-- Start --

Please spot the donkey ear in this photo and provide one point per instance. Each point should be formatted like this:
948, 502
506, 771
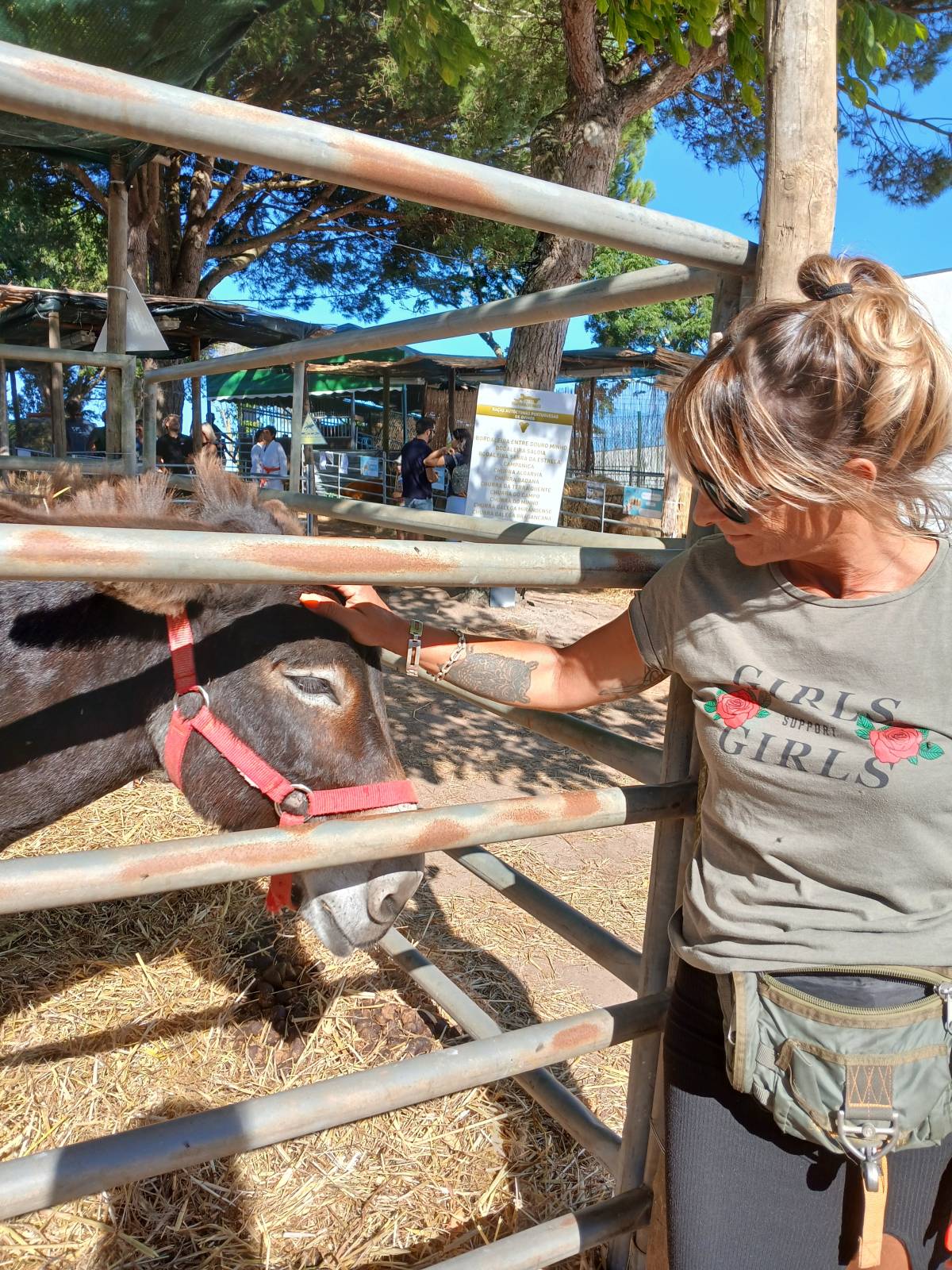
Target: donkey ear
156, 597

-- End --

Rescale the lines above by repeating each one, requests included, with every point coordinate in the answers multiplied by 1.2 and rounded to the nearest whole number, with halves rounded up. Leave the pictures out of your answer.

→ **ANSWER BELOW**
Please spot the donkey ear in this photo and provide one point per instance. Each point should be formatted like this:
948, 502
506, 771
Target: donkey ear
187, 716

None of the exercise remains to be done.